> _What to do_:
Copy the lines below verbatim, from the line with "Report x and y for each instance of the tree" up to and including the line with "x=486, y=180".
◆ ◆ ◆ ◆
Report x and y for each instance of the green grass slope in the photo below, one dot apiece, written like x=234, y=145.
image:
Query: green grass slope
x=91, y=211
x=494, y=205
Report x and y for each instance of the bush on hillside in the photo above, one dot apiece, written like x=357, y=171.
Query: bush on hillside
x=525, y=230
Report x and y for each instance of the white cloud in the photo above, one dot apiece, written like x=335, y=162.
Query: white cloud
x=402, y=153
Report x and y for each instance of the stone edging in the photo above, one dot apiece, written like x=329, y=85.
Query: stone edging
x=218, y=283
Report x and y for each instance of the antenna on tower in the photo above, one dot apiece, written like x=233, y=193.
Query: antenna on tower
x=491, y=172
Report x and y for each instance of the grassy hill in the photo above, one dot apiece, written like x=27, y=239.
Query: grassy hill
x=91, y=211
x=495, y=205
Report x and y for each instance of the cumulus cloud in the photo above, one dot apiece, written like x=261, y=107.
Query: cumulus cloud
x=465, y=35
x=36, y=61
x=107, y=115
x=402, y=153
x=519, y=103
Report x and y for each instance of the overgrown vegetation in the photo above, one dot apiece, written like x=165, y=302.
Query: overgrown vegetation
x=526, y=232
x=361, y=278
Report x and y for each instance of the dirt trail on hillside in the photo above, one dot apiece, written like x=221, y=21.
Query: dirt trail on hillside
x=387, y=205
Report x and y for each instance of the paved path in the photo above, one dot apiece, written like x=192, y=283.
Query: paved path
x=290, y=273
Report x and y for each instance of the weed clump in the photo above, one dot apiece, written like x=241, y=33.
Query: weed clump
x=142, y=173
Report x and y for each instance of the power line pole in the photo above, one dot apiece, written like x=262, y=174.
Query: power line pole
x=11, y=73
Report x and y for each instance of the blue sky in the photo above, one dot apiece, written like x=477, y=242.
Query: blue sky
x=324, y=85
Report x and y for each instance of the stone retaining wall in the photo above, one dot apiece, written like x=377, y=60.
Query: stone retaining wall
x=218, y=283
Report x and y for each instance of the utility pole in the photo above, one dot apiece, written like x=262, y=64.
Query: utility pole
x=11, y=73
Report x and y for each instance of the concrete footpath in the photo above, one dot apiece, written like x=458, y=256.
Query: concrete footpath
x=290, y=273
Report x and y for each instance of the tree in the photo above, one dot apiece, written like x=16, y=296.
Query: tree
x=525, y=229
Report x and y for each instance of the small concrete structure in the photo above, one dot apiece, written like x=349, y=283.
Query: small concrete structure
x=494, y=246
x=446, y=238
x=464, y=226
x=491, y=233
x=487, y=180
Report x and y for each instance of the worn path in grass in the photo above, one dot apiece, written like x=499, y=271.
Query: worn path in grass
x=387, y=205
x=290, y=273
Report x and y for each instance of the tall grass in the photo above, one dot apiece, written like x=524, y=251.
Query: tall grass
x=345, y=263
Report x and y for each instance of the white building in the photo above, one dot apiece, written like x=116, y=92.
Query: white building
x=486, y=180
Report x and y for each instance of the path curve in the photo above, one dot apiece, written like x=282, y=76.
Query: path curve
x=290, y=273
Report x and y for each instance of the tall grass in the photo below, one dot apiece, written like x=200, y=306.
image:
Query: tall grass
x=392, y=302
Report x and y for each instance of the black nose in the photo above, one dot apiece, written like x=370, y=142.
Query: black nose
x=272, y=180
◆ ◆ ◆ ◆
> _Task answer_:
Report x and y for each instance of the tree in the photo above, one dot apiece, written like x=16, y=296.
Query: tree
x=525, y=229
Report x and y for each instance of the small concrete structure in the photo above, one dot apiece, written like x=349, y=283.
Query: small concrete structure
x=494, y=246
x=446, y=238
x=464, y=226
x=491, y=233
x=487, y=180
Report x and y for each instance of the worn path in grass in the photo above, one dot apiece, written like x=499, y=271.
Query: worn path in grass
x=387, y=205
x=290, y=273
Report x and y for each instance of the tall grass in the photo above, one dot apiece, written like x=524, y=251.
Query: tall grass
x=345, y=263
Report x and y for each instance of the white building in the photo above, one dot apiece, written like x=116, y=92.
Query: white building
x=486, y=180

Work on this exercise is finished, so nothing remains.